* TEXT *
------------------------------------------------------------------------
Article published in the Pipa lui Arion (Arion’s Pipe) series | in no 19 (December 2011) of Suspans.ro
Author: George Arion

I feel I should reply like Ion in [Caragiale’s play] Năpasta (The Misfortune): “Praise the Lord, fine.” But the environment in which we’ve found ourselves tells me I should rephrase it differently: “Thanks, it went very well!”.

But where were we – myself, Bogdan Hrib, Oana Stoica Mujea – as authors, and Alexandru Arion – for the moment just as an editor?

For a while, we were inside a building all in glass and aluminium. Canary Wharf. We climbed there after we were checked on some lists and received an identification badge each. A lift propelled us to the 31st floor. I have not even felt when we reached it. In Bucharest, the lift that takes me to the 7th floor, to my apartment, takes longer and, what’s more, it’s also shaking.

As soon as the doors of the lift opened, my eyes rested on a poster announcing the evening’s event. I waved to the three people depicted on it – I knew them, they were us.

We left our coats on a railing in the hallway and hurried to the place where the launch was due to take place.

Disappointment. The only people there were the waiters, busy with the last preparations before the guests arrived. But, without noticing the emptiness around them, three young women in evening dress were playing the violin, viola and cello. Refined music from other times.

Bogdan Hrib started to take photos. Oana walked around looking like a widow – an allusion to her novel Parfumul văduvei negre (The Perfume of the Black Widow).

I went closer to one of the huge windows. I looked down. Buildings smaller than Canary Wharf, people the size of ants on the streets, going on in a mad Brownian motion, many lights and advertising. An ice-skating ring on whose ice nobody was gliding.
------------------------------------------------------------------------
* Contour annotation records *
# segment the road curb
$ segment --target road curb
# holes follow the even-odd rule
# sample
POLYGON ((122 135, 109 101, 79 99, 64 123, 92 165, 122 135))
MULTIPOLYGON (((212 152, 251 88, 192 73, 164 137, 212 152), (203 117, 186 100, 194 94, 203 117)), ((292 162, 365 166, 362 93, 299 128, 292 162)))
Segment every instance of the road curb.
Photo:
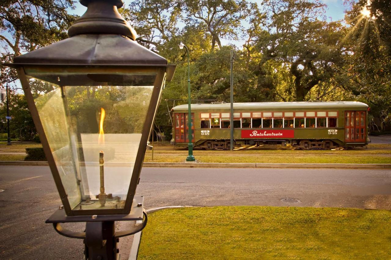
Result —
MULTIPOLYGON (((186 207, 192 207, 192 206, 168 206, 165 207, 159 207, 159 208, 154 208, 147 210, 147 213, 152 213, 153 212, 160 210, 166 208, 185 208, 186 207)), ((142 221, 139 220, 138 221, 141 222, 142 221)), ((138 254, 138 248, 140 246, 140 242, 141 241, 141 235, 142 231, 136 233, 133 235, 133 242, 132 243, 132 246, 130 248, 130 253, 129 254, 129 258, 127 260, 137 260, 137 255, 138 254)))
MULTIPOLYGON (((2 161, 1 165, 44 166, 47 162, 2 161)), ((188 168, 306 168, 316 169, 391 169, 391 164, 270 164, 217 162, 144 162, 144 167, 188 168)))

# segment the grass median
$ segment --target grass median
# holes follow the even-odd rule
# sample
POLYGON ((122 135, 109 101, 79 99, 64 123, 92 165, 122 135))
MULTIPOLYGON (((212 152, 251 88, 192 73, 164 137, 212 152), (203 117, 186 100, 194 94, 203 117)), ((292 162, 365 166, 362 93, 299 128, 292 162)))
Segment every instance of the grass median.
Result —
MULTIPOLYGON (((154 144, 152 152, 147 151, 146 162, 183 162, 187 156, 184 149, 174 149, 172 146, 154 144)), ((0 160, 23 160, 22 155, 5 154, 7 152, 25 152, 25 148, 41 147, 40 144, 14 143, 7 146, 0 142, 0 160)), ((391 144, 370 144, 368 148, 345 150, 302 151, 272 146, 240 151, 204 151, 196 150, 194 154, 200 162, 266 163, 391 164, 391 144)))
POLYGON ((138 259, 391 258, 391 212, 217 207, 149 215, 138 259))

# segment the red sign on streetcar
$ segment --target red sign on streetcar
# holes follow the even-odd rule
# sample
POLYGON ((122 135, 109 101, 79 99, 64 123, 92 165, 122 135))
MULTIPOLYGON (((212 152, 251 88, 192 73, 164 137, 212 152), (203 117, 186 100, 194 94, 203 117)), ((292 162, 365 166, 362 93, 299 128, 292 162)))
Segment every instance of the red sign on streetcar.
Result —
POLYGON ((242 130, 242 138, 293 138, 294 130, 242 130))

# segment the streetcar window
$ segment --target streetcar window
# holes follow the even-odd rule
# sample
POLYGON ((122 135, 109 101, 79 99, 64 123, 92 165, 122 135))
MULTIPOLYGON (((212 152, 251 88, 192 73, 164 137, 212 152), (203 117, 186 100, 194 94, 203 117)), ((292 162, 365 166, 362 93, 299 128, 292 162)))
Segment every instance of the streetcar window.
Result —
POLYGON ((201 113, 201 117, 205 118, 209 118, 209 113, 201 113))
POLYGON ((306 118, 305 121, 306 127, 315 127, 315 118, 306 118))
POLYGON ((317 118, 317 127, 326 127, 326 118, 317 118))
POLYGON ((211 128, 220 128, 220 118, 212 118, 210 124, 211 128))
POLYGON ((282 112, 274 112, 273 116, 275 118, 282 118, 282 112))
POLYGON ((221 128, 230 128, 231 122, 228 120, 221 120, 221 128))
POLYGON ((294 119, 294 127, 295 128, 304 128, 304 118, 295 118, 294 119))
POLYGON ((253 118, 253 128, 261 128, 262 127, 262 119, 260 118, 253 118))
POLYGON ((293 119, 284 119, 284 128, 293 128, 293 119))
POLYGON ((329 111, 327 112, 327 114, 329 117, 338 116, 338 112, 336 111, 329 111))
POLYGON ((209 128, 209 119, 202 118, 201 119, 201 128, 209 128))
POLYGON ((274 128, 282 128, 282 119, 273 119, 273 127, 274 128))
POLYGON ((272 125, 271 119, 264 118, 264 128, 271 128, 272 125))
POLYGON ((251 127, 251 118, 242 119, 242 128, 250 128, 251 127))
POLYGON ((328 125, 329 127, 338 127, 338 120, 337 118, 329 118, 327 120, 328 122, 327 122, 328 125))

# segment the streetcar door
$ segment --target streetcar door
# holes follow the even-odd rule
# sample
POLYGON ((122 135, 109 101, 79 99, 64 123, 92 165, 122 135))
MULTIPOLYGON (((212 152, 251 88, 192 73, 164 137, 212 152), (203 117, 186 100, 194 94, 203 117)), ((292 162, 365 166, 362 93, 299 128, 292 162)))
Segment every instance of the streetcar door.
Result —
POLYGON ((345 111, 345 141, 365 142, 364 111, 345 111))
POLYGON ((185 142, 185 114, 175 114, 175 142, 185 142))
MULTIPOLYGON (((188 121, 189 119, 188 116, 188 113, 185 113, 185 125, 186 127, 185 131, 185 142, 189 141, 189 125, 188 123, 188 121)), ((194 141, 194 113, 192 113, 192 142, 193 142, 194 141)))
POLYGON ((355 139, 356 142, 365 142, 365 119, 366 115, 364 111, 356 111, 355 139))
MULTIPOLYGON (((187 125, 188 113, 178 113, 175 114, 175 141, 178 142, 188 142, 188 126, 187 125)), ((194 141, 194 114, 192 113, 192 141, 194 141)))

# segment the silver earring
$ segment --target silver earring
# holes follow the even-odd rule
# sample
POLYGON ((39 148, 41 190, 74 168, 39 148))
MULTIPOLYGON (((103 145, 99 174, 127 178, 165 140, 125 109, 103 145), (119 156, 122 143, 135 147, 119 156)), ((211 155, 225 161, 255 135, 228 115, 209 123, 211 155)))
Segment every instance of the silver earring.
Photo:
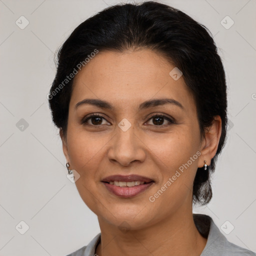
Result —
------------------------------------------------------------------------
* EXERCISE INSTRUCTIONS *
[A] In the Canary Wharf article, copy everything from "Bogdan Hrib started" down to "the Black Widow).", putting "pictures" in place of "photos".
[B] Shorten the paragraph of the Canary Wharf article that begins "For a while, we were inside a building" while keeping its main facts.
[C] List the instruments the three young women were playing, according to the Canary Wharf article.

* TASK-BY-TASK SOLUTIONS *
[A]
Bogdan Hrib started to take pictures. Oana walked around looking like a widow – an allusion to her novel Parfumul văduvei negre (The Perfume of the Black Widow).

[B] The group spent some time in Canary Wharf, a glass-and-aluminum building. After being checked against lists and given badges, they took a lift to the 31st floor so fast the ride wasn't even felt. By contrast, the author's lift at home in Bucharest takes longer to reach the 7th floor and shakes.

[C] Violin, viola, cello